Copy out the whole citrus rhizobacteria article excerpt below, word for word and line for line.

── EXCERPT

Horticulture Research 13,
Article number: uhag071 (2026)
doi: https://doi.org/10.1093/hr/uhag071
Views: 4

Received: 31 Jul 2025
Accepted: 20 Feb 2026
Published online: 28 Feb 2026

Abstract

Plant growth-promoting rhizobacteria (PGPR) interact with host plants through chemical signals. However, the specific signals in citrus–PGPR interactions remain unclear. Here, we show that a predominant and growth-promoting Burkholderia strain (Burk_2H3) isolated from citrus rhizosphere promotes plant growth by secreting N-(3-oxo-octanoyl)-L-homoserine lactone (PGPHL). Metabolomic analysis revealed that PGPHL abundance in Burk_2H3 secretions was 9.7- to 17.2-fold higher than that in three non-promoting Burkholderia strains. Exogenous application of PGPHL, but not other secretory metabolites, increased citrus seedling dry weight by 43.12%. Transcriptomic analysis showed that Burk_2H3, its cell-free supernatant, or PGPHL consistently upregulated key nutrient transporter genes in roots. Consistently, ionomic analysis confirmed higher root concentrations of nitrogen, phosphorus, and potassium. Field trials further demonstrated that PGPHL increased biomass by 21% in pepper, 15% in celery, and 18% in mustard. Together, these findings identify PGPHL as a candidate for developing plant growth stimulants and biofertilizers.

────
── PROVIDED INFORMATION

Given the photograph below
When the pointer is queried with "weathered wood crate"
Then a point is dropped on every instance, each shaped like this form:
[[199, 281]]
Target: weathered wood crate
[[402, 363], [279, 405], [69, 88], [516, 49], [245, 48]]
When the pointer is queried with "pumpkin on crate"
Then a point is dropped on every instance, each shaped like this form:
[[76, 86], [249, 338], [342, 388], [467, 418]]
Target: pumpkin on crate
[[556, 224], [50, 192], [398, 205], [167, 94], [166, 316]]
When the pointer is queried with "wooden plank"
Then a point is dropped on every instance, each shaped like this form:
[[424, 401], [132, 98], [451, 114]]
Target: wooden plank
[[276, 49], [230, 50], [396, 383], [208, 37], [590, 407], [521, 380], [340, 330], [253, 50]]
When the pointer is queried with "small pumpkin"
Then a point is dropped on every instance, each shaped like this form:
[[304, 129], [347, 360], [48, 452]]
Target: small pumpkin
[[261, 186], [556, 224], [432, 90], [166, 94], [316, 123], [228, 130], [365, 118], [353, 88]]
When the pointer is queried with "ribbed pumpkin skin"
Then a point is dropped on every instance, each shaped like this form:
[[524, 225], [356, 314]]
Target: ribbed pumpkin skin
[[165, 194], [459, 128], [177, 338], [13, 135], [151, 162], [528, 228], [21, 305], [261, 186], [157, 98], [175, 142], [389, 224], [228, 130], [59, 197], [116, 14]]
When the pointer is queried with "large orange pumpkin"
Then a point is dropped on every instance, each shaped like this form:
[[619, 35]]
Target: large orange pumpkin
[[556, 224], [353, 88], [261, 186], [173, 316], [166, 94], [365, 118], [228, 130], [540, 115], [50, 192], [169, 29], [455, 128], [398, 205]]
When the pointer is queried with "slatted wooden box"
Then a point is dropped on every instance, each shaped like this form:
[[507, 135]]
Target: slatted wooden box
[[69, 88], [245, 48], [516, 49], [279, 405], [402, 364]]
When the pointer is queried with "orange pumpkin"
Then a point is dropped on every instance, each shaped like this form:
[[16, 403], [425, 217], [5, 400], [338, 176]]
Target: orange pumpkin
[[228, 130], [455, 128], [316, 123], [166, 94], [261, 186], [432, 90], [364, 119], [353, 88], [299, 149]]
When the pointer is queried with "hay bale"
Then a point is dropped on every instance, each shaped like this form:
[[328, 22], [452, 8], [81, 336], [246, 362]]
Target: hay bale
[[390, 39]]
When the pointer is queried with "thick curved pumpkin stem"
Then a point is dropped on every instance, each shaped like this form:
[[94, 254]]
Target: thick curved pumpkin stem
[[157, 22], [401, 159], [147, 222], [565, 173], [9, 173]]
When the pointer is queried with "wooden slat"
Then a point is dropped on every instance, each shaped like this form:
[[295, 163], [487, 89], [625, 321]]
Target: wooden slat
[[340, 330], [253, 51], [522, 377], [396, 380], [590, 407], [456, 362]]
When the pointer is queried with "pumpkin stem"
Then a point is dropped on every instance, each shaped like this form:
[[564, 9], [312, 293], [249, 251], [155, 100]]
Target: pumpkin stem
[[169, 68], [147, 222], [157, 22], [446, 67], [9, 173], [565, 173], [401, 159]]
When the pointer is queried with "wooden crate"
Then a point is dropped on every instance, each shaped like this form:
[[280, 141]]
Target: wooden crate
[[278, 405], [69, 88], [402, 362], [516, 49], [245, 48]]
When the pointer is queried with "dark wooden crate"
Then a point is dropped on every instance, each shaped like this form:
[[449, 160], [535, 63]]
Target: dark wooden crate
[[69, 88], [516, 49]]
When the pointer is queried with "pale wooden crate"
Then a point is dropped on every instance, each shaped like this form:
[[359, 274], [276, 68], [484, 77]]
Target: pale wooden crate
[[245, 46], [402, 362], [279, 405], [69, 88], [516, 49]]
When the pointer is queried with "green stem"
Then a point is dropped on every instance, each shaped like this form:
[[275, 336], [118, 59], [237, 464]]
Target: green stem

────

RESULT OF THIS TASK:
Horticulture Research 13,
Article number: uhag071 (2026)
doi: https://doi.org/10.1093/hr/uhag071
Views: 4

Received: 31 Jul 2025
Accepted: 20 Feb 2026
Published online: 28 Feb 2026

Abstract

Plant growth-promoting rhizobacteria (PGPR) interact with host plants through chemical signals. However, the specific signals in citrus–PGPR interactions remain unclear. Here, we show that a predominant and growth-promoting Burkholderia strain (Burk_2H3) isolated from citrus rhizosphere promotes plant growth by secreting N-(3-oxo-octanoyl)-L-homoserine lactone (PGPHL). Metabolomic analysis revealed that PGPHL abundance in Burk_2H3 secretions was 9.7- to 17.2-fold higher than that in three non-promoting Burkholderia strains. Exogenous application of PGPHL, but not other secretory metabolites, increased citrus seedling dry weight by 43.12%. Transcriptomic analysis showed that Burk_2H3, its cell-free supernatant, or PGPHL consistently upregulated key nutrient transporter genes in roots. Consistently, ionomic analysis confirmed higher root concentrations of nitrogen, phosphorus, and potassium. Field trials further demonstrated that PGPHL increased biomass by 21% in pepper, 15% in celery, and 18% in mustard. Together, these findings identify PGPHL as a candidate for developing plant growth stimulants and biofertilizers.